* Start SELECTION *
This shift in opinion is one of the subjects of Ritchie Robertson’s capacious book on the Enlightenment. Nearly a thousand pages long, cogently expressed and scrupulously documented, it examines the new concern in 18th-century Europe with abandoning false beliefs, particularly those disseminated by the clergy or relating to the supernatural. The aim was to arrive at an understanding of the world based not on received authority but on a combination of reason and empirical observation. Robertson reminds us that when a Berlin pastor asked Immanuel Kant in 1784, ‘Was ist Aufklärung?’ (‘What is enlightenment?’), Kant answered that it was the process of growing up, achieving intellectual independence and thinking for oneself (Selbstdenken). Its motto was: ‘Sapere aude!’ ‘Have the courage to use your own understanding!’

By that time the growing up had long been underway. Any account of the origins of the Enlightenment has to take in two of the most fiercely independent intellectuals of the 17th century, Hobbes and Spinoza, both of whom challenged accepted verities. Spinoza was ostracised by the Jewish community in Amsterdam for his supposed atheism; Hobbes was denounced in England and beyond for his unrelenting anticlericalism. In Leviathan (1651), he caused much pain with a satirical passage comparing the Catholic Church to the kingdom of fairies: ‘The fairies marry not; but there be amongst them Incubi, that have copulation with flesh and blood. The priests also marry not.’ Voltaire couldn’t have improved on that.
* End SELECTION *
* Start ENTRIES PROVIDED *
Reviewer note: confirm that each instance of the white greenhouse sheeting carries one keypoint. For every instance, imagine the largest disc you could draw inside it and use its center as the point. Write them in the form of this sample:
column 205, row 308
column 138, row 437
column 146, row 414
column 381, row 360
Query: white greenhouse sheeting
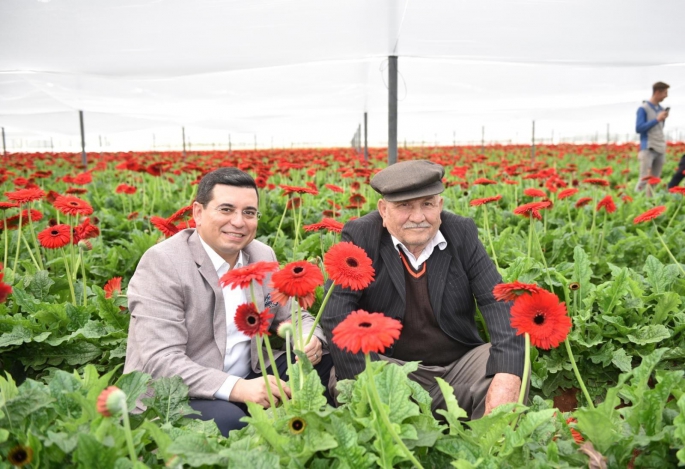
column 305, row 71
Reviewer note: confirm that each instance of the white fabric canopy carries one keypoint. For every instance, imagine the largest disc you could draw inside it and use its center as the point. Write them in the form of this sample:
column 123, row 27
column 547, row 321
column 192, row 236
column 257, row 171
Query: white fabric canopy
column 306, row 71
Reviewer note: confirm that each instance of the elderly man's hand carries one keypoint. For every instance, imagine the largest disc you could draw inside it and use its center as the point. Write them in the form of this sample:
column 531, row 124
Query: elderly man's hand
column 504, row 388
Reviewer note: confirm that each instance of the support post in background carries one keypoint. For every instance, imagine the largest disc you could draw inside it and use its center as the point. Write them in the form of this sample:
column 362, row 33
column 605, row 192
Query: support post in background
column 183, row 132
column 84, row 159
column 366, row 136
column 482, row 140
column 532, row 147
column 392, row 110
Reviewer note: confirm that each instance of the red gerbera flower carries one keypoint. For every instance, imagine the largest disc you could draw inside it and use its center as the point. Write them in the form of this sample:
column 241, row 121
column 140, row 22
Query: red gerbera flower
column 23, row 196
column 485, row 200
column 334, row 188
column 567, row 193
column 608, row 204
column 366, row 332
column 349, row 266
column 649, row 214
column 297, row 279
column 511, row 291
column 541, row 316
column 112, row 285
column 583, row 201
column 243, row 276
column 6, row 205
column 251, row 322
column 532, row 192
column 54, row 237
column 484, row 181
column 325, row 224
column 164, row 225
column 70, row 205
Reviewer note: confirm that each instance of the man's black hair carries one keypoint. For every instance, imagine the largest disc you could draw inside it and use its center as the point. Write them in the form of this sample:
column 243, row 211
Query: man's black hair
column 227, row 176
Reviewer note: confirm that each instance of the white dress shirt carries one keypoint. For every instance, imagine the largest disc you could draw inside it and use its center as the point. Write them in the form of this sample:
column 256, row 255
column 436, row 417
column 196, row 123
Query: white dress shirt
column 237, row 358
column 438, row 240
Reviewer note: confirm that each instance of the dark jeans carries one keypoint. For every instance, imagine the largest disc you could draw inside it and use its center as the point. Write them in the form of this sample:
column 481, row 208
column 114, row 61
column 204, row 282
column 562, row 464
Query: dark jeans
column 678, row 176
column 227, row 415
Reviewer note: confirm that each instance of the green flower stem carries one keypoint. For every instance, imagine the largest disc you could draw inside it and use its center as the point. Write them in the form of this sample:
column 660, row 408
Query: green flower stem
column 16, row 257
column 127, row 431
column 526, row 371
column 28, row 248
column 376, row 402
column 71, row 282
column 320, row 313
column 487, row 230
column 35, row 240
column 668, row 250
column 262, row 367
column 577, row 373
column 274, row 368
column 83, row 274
* End ENTRIES PROVIDED *
* Start ENTRIES PROVIDED *
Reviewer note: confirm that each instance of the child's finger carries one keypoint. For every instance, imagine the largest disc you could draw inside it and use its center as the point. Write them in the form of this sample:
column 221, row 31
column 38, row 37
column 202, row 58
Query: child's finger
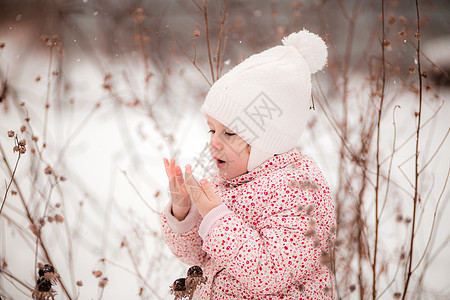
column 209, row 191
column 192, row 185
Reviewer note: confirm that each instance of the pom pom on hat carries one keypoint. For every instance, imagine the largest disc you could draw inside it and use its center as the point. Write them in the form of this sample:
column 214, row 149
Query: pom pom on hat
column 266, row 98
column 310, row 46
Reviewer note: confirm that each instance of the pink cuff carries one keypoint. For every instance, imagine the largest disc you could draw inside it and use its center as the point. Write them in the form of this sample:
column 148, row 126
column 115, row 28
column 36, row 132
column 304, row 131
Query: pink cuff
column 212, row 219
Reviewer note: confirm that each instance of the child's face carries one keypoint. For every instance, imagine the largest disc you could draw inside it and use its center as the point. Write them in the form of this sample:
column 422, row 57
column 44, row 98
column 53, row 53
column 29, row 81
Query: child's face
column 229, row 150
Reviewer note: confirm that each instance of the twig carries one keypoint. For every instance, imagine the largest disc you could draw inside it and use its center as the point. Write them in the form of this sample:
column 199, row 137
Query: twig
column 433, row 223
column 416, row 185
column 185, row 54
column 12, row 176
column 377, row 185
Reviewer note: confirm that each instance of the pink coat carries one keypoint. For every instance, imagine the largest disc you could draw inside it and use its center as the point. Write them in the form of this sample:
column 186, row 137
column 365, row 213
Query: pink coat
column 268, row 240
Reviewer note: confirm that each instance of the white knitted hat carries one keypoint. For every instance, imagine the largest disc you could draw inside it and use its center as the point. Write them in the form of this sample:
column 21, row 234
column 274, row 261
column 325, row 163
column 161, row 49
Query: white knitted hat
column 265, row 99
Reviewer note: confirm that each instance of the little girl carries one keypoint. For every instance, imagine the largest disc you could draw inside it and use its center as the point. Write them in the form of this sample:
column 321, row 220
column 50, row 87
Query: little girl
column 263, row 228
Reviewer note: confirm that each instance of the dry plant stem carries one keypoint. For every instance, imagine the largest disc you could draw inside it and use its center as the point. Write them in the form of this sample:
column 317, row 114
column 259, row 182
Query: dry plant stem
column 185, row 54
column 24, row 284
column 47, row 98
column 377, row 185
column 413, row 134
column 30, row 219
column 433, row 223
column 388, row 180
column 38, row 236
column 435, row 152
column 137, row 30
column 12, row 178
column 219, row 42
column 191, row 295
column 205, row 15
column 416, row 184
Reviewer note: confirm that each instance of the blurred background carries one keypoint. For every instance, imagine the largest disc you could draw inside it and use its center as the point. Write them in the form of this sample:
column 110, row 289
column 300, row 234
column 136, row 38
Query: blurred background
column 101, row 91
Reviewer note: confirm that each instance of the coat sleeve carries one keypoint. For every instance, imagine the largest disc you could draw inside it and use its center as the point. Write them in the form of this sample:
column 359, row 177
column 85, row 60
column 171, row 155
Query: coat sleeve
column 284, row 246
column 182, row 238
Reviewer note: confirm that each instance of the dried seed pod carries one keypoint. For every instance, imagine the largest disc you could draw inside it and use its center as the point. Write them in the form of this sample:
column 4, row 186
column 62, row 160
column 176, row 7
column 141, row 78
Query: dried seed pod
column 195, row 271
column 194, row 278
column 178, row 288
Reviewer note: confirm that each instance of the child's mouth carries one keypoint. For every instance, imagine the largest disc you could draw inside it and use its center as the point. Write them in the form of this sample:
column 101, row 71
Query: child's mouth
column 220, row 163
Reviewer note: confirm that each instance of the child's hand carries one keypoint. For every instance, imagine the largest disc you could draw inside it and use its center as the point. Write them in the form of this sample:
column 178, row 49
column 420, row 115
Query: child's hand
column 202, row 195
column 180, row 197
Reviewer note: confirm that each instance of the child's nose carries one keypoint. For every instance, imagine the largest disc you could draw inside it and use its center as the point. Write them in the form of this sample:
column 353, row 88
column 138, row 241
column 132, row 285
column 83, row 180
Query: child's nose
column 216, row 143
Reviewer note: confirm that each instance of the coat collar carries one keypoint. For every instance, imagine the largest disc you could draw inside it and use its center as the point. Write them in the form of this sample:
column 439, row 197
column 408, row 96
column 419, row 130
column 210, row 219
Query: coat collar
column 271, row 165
* End ENTRIES PROVIDED *
WHAT THIS EXERCISE ASKS:
A) In the Enlightenment review, which community ostracized Spinoza for his supposed atheism?
B) How would you put this sentence from the Enlightenment review into Spanish: "By that time the growing up had long been underway."?

ANSWERS GIVEN:
A) The Jewish community in Amsterdam.

B) Para entonces, la maduración ya llevaba mucho tiempo en marcha.